_Work instructions_
Word for word, copy all the data and drop the pictures.

_Task input_
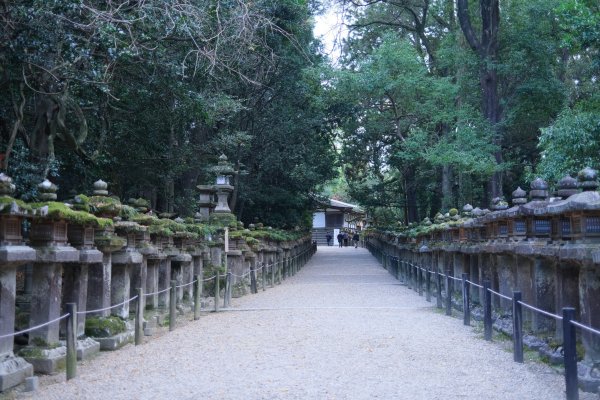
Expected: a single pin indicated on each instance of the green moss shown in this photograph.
(130, 227)
(109, 241)
(128, 213)
(7, 201)
(105, 205)
(104, 326)
(31, 352)
(60, 211)
(81, 202)
(144, 219)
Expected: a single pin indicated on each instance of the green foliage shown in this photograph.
(101, 327)
(569, 145)
(60, 211)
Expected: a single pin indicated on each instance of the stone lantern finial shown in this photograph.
(539, 190)
(519, 197)
(7, 188)
(567, 187)
(100, 188)
(498, 203)
(588, 179)
(47, 191)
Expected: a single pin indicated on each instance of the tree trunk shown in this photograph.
(447, 195)
(487, 49)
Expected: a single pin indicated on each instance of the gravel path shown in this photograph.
(342, 328)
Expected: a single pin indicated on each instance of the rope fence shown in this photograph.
(411, 274)
(107, 308)
(34, 328)
(284, 266)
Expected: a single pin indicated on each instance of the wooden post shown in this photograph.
(570, 354)
(273, 274)
(139, 317)
(439, 289)
(466, 300)
(253, 288)
(197, 295)
(172, 304)
(428, 284)
(448, 293)
(517, 328)
(71, 341)
(487, 310)
(217, 290)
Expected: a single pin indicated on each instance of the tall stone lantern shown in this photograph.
(223, 186)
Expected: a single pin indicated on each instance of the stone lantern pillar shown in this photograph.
(49, 238)
(206, 202)
(13, 369)
(223, 186)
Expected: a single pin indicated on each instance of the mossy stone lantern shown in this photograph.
(585, 221)
(223, 187)
(518, 224)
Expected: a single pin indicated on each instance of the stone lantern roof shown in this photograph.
(588, 179)
(567, 187)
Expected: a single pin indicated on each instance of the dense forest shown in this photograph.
(433, 104)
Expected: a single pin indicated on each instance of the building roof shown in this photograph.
(342, 206)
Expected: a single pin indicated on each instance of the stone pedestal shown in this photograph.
(164, 281)
(13, 370)
(123, 263)
(152, 282)
(99, 285)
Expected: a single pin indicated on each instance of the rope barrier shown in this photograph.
(159, 292)
(186, 284)
(474, 284)
(34, 328)
(108, 308)
(501, 295)
(546, 313)
(585, 327)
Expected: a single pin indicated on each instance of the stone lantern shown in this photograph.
(518, 225)
(13, 254)
(206, 202)
(223, 187)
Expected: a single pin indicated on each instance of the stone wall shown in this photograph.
(547, 248)
(97, 253)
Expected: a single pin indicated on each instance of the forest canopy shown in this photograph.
(433, 103)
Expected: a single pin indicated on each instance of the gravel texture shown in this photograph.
(342, 328)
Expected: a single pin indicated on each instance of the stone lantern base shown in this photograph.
(13, 371)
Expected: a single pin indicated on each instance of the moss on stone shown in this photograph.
(104, 326)
(105, 205)
(7, 201)
(60, 211)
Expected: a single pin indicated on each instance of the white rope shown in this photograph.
(186, 284)
(34, 328)
(108, 308)
(501, 295)
(159, 292)
(474, 284)
(585, 327)
(546, 313)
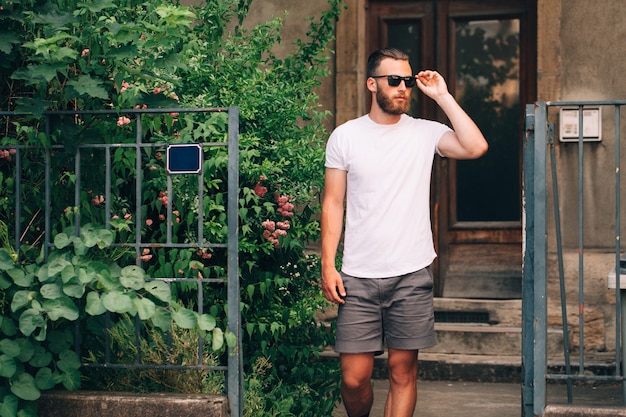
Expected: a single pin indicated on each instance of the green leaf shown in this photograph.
(94, 306)
(6, 261)
(184, 318)
(217, 339)
(8, 366)
(21, 299)
(71, 380)
(145, 308)
(206, 322)
(20, 278)
(62, 307)
(51, 291)
(133, 277)
(40, 358)
(9, 347)
(24, 387)
(159, 289)
(89, 86)
(231, 339)
(27, 349)
(117, 302)
(31, 320)
(8, 406)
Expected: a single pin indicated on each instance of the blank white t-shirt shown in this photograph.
(387, 229)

_Response to this task_
Expected: a single pin indicated on each instance of the green moss shown in this photograph.
(130, 227)
(109, 241)
(128, 213)
(7, 201)
(105, 205)
(104, 326)
(31, 352)
(60, 211)
(81, 202)
(144, 219)
Expected: a single pin indicated on each instance of the green foliage shown in this photograph.
(101, 327)
(569, 145)
(60, 211)
Expected: a single pin indicated on each instance of the stone lantern finial shown in this photograph.
(539, 190)
(519, 197)
(7, 188)
(567, 187)
(100, 188)
(498, 203)
(588, 179)
(47, 191)
Expected: a single pin indicated on each instance of the tree trunk shown in this photograph.
(447, 195)
(487, 49)
Expected: a single pin indicated on each instance of the gravel path shown in this photograph.
(342, 328)
Expected: a single pin indicated on each instance of the rope fence shown in this photograph.
(411, 274)
(107, 308)
(34, 328)
(284, 266)
Expected: a single pin indicated on each instance of the wooden post shown in this photograph.
(570, 354)
(273, 274)
(139, 317)
(439, 289)
(466, 300)
(253, 288)
(197, 295)
(172, 304)
(428, 284)
(448, 293)
(517, 328)
(71, 341)
(487, 310)
(217, 290)
Expected: a single pin indicated on each instance of the tall stone lantern shown in this photograph.
(223, 186)
Expected: a single pin indicated on each instance of the stone lantern pillar shown in this photograph.
(49, 238)
(206, 202)
(13, 369)
(223, 186)
Expected: a single pin indicated on each instance of the mossy stone lantern shown in this photograph.
(585, 221)
(223, 187)
(518, 224)
Expected: a single pin indicated on each instance of the stone lantern roof shown in this photograph.
(588, 179)
(567, 187)
Expected: a single pin indicated on each instance of the dense forest shown in this photograph.
(433, 104)
Expected: a single pin indicated on each instance of the building roof shown in this photograph.
(342, 206)
Expected: a single pin indicated on each instance of the stone pedestal shown in this photograph.
(164, 281)
(13, 370)
(123, 263)
(152, 282)
(99, 285)
Expected: a single pin indicated on each instance of the rope barrier shown in this photograph.
(159, 292)
(186, 284)
(474, 284)
(34, 328)
(108, 308)
(501, 295)
(546, 313)
(585, 327)
Expected: a single pin indicated on each instance of the stone lantern shown in this photograph.
(518, 225)
(13, 254)
(206, 202)
(223, 187)
Expected: a single pin indicated on each instance of the stone wall shown in this photograph.
(547, 248)
(97, 253)
Expected: a single pin indicated on each instance of the forest canopy shown in this photograph.
(433, 103)
Expected: a single pin indicated on each instance of the gravel texture shown in this photograph.
(342, 328)
Expected: a single pin indicated on each instance of the stone lantern base shown in this photograph.
(13, 371)
Expected: a single pin indicated on each instance of the moss on stone shown in this photograph.
(104, 326)
(105, 205)
(7, 201)
(60, 211)
Expected: a single pin indicated on each instance of the white rope shown in this photograph.
(186, 284)
(34, 328)
(108, 308)
(501, 295)
(159, 292)
(474, 284)
(585, 327)
(546, 313)
Expected: a single pin indicated on each instance of the green leaf shown in this photograph.
(94, 306)
(6, 261)
(184, 318)
(217, 339)
(8, 366)
(21, 299)
(71, 380)
(145, 308)
(206, 322)
(20, 278)
(62, 307)
(51, 291)
(133, 277)
(40, 358)
(9, 347)
(24, 387)
(159, 289)
(89, 86)
(231, 339)
(27, 349)
(117, 302)
(31, 320)
(8, 406)
Expected: a single pin indicated on each instance of the blank white t-shirt shown in this photograph.
(387, 229)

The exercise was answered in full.